* **Work request**
Print the lines that run from the line with "Target: face" to the line with "Target: black hair", keeping both end lines, exactly as they appear in the entries below, and nothing else.
****************
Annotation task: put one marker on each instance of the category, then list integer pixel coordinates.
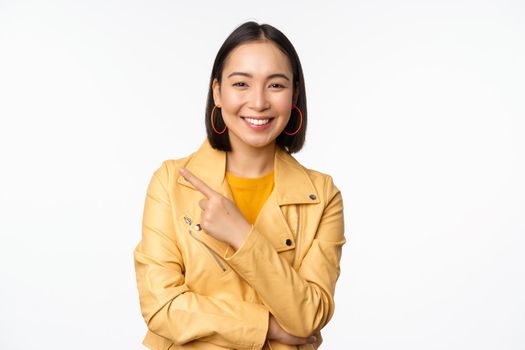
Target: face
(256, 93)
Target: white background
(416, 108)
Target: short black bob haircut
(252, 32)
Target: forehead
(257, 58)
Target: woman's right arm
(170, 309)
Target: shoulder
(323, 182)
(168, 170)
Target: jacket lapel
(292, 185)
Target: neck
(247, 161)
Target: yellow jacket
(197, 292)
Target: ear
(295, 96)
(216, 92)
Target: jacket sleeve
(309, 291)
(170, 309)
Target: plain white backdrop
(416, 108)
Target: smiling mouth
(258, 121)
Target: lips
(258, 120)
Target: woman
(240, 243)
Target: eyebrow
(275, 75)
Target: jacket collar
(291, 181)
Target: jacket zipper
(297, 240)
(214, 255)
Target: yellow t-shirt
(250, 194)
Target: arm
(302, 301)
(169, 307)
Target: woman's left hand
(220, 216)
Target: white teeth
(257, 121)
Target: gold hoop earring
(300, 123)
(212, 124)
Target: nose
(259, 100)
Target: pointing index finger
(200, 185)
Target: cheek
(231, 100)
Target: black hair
****************
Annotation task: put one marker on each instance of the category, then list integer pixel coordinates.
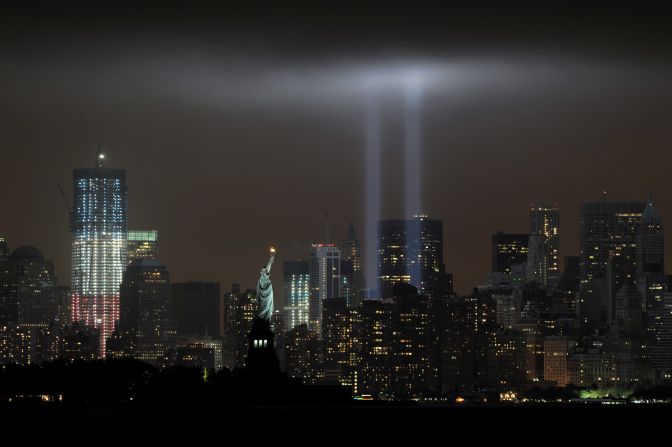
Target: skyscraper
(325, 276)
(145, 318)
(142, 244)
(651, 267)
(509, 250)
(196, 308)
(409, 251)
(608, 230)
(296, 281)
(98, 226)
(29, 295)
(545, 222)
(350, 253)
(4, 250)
****************
* **Exercise result**
Target: face
(256, 93)
Target: white background
(416, 108)
Target: short black bob haircut
(252, 32)
Target: forehead
(257, 58)
Target: woman's right arm
(170, 309)
Target: shoulder
(323, 182)
(168, 170)
Target: jacket lapel
(292, 185)
Target: neck
(247, 161)
Target: yellow jacket
(197, 292)
Target: ear
(295, 96)
(216, 92)
Target: jacket sleeve
(309, 291)
(170, 309)
Target: plain white backdrop
(416, 108)
Target: smiling mouth
(258, 121)
Target: lips
(258, 120)
Target: woman
(240, 243)
Target: eyebrow
(275, 75)
Target: jacket collar
(291, 181)
Target: jacket zipper
(297, 240)
(214, 255)
Target: yellow t-shirt
(250, 194)
Target: arm
(302, 301)
(169, 307)
Target: woman's left hand
(220, 216)
Target: white teeth
(257, 121)
Target: gold hoop earring
(300, 123)
(212, 124)
Target: nose
(259, 100)
Target: pointing index finger
(200, 185)
Target: cheek
(231, 100)
Target: black hair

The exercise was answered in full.